Dear Mr. Rosen,

Thank you very much for working so hard to organize the baseball league. I know you put a lot of time into it, and I really appreciate your hard work making all the schedules and getting all the coaches. The uniforms were really cool. I hope we can have the league again next year.

Sincerely, Joey Diamond

This was the only note Mr. Rosen received after organizing the baseball league for 50 neighborhood boys. Sure he got a bunch of verbal thank you's, but Joey was the only one who took the time to write a note.

Why is Joey different? He has a mother who thought about how to raise an appreciative child and trained her son to write notes.

Why is Joey different? He has a mother who thought about how to raise an appreciative child.

When he was too young to write he drew a picture and his Mom helped him with the words. Now at the end of the school year Joey writes thank you notes to his teachers. He includes in each note one thing he especially appreciated about this particular teacher (she cracks good jokes) and one thing he appreciated being taught (the unit on reptiles). Joey also writes notes at the end of the summer vacation to his camp counselors.

His counselor invited him to go swimming with him one day after camp was over so that he could learn how to dive. His first grade teacher told him she still has the note he sent her. And when the head of his baseball league had an extra ticket to a Dodgers game, guess which kid he called?

[Stored records]
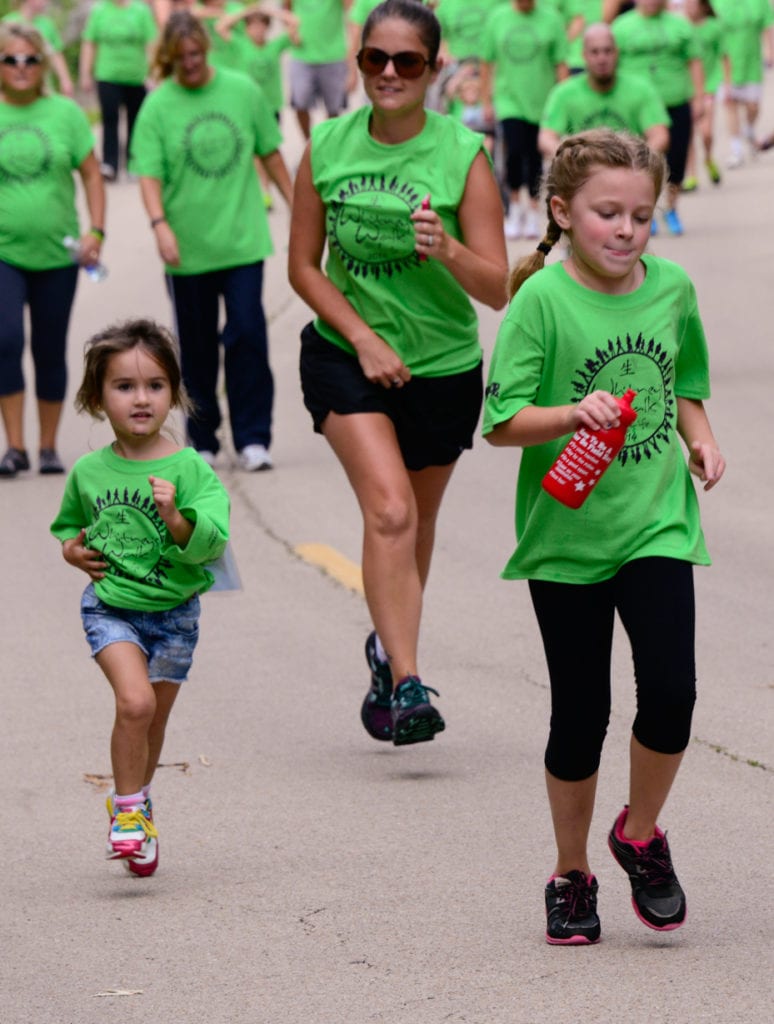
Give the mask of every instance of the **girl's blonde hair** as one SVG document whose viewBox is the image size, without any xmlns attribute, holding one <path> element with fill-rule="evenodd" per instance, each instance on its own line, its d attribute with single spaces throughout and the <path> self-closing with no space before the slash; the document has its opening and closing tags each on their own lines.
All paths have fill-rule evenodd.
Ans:
<svg viewBox="0 0 774 1024">
<path fill-rule="evenodd" d="M 164 26 L 156 47 L 153 67 L 155 78 L 161 80 L 172 76 L 175 61 L 180 55 L 180 44 L 184 39 L 192 39 L 204 53 L 210 49 L 210 37 L 199 18 L 188 10 L 176 10 Z"/>
<path fill-rule="evenodd" d="M 172 392 L 172 408 L 183 413 L 192 411 L 185 391 L 178 359 L 177 342 L 166 328 L 152 319 L 132 319 L 95 334 L 84 346 L 83 380 L 75 398 L 79 413 L 88 413 L 95 420 L 103 420 L 102 389 L 107 373 L 107 362 L 114 355 L 142 348 L 167 375 Z"/>
<path fill-rule="evenodd" d="M 660 196 L 666 177 L 666 161 L 660 153 L 651 150 L 643 138 L 609 128 L 595 128 L 565 138 L 556 151 L 546 175 L 546 233 L 535 251 L 519 260 L 511 271 L 508 280 L 510 298 L 513 298 L 527 278 L 543 269 L 546 256 L 562 236 L 562 229 L 551 211 L 552 198 L 558 196 L 569 204 L 595 169 L 606 167 L 644 171 L 653 182 L 656 199 Z"/>
<path fill-rule="evenodd" d="M 0 25 L 0 53 L 5 53 L 5 48 L 12 39 L 20 39 L 28 46 L 32 46 L 40 57 L 41 76 L 38 82 L 38 95 L 45 96 L 48 91 L 46 88 L 46 77 L 51 67 L 45 39 L 37 29 L 34 29 L 31 25 L 26 25 L 24 22 L 3 22 Z M 0 92 L 2 92 L 1 86 Z"/>
</svg>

#### [Task 1]
In the passage about Joey's thank-you notes, how many neighborhood boys were in the baseball league that Mr. Rosen organized?
#### [Task 2]
Write a continuation of the passage about Joey's thank-you notes, picking up after its final sentence.

#### [Task response 1]
The league included 50 neighborhood boys.

#### [Task response 2]
With all this positive feedback, Joey enjoys writing these notes. He is learning that people like to be appreciated, an important component of building healthy relationships.

IT DOESN'T HAPPEN ON ITS OWN

How many times have you said in exasperation, "This kid has no appreciation for a thing I do?"

If you have ever felt this way about your children, ask yourself, "What have I done to instill the trait of appreciation in them? Have I actually thought of a game plan to teach this trait or do I expect that somehow it will materialize on its own?"

Appreciating others is a skill that anyone can learn. Children can be taught to look more carefully at those around them and to focus on the many benefits they receive from them.

Appreciating others is a skill that anyone can learn.

Ideally, parents should start with very young children, helping them to notice details and pointing out all the good that people do in general. This also teaches children to have what we call in Hebrew an ayin tov, a good eye.

When kids are encouraged to look for the good in others, even (and especially!) those they don't particularly like, they become more positive individuals who can find something nice to say about most anyone.

If we don't want our kids to be critical and negative, we need to realize that we have tremendous power to create the opposite.

TEACHING TIPS

  1. Train your children to write thank you notes at an early age. They can write to teachers, counselors, coaches, anyone who gives them gifts (including grandparents) or the family friend who takes him to the circus.

  2. Notes are important because they demonstrate and instill a higher level of appreciation. You have to think a lot more about what the person actually did for you since you want to write more than one line -- you have to fill the page!. Help your child notice the details.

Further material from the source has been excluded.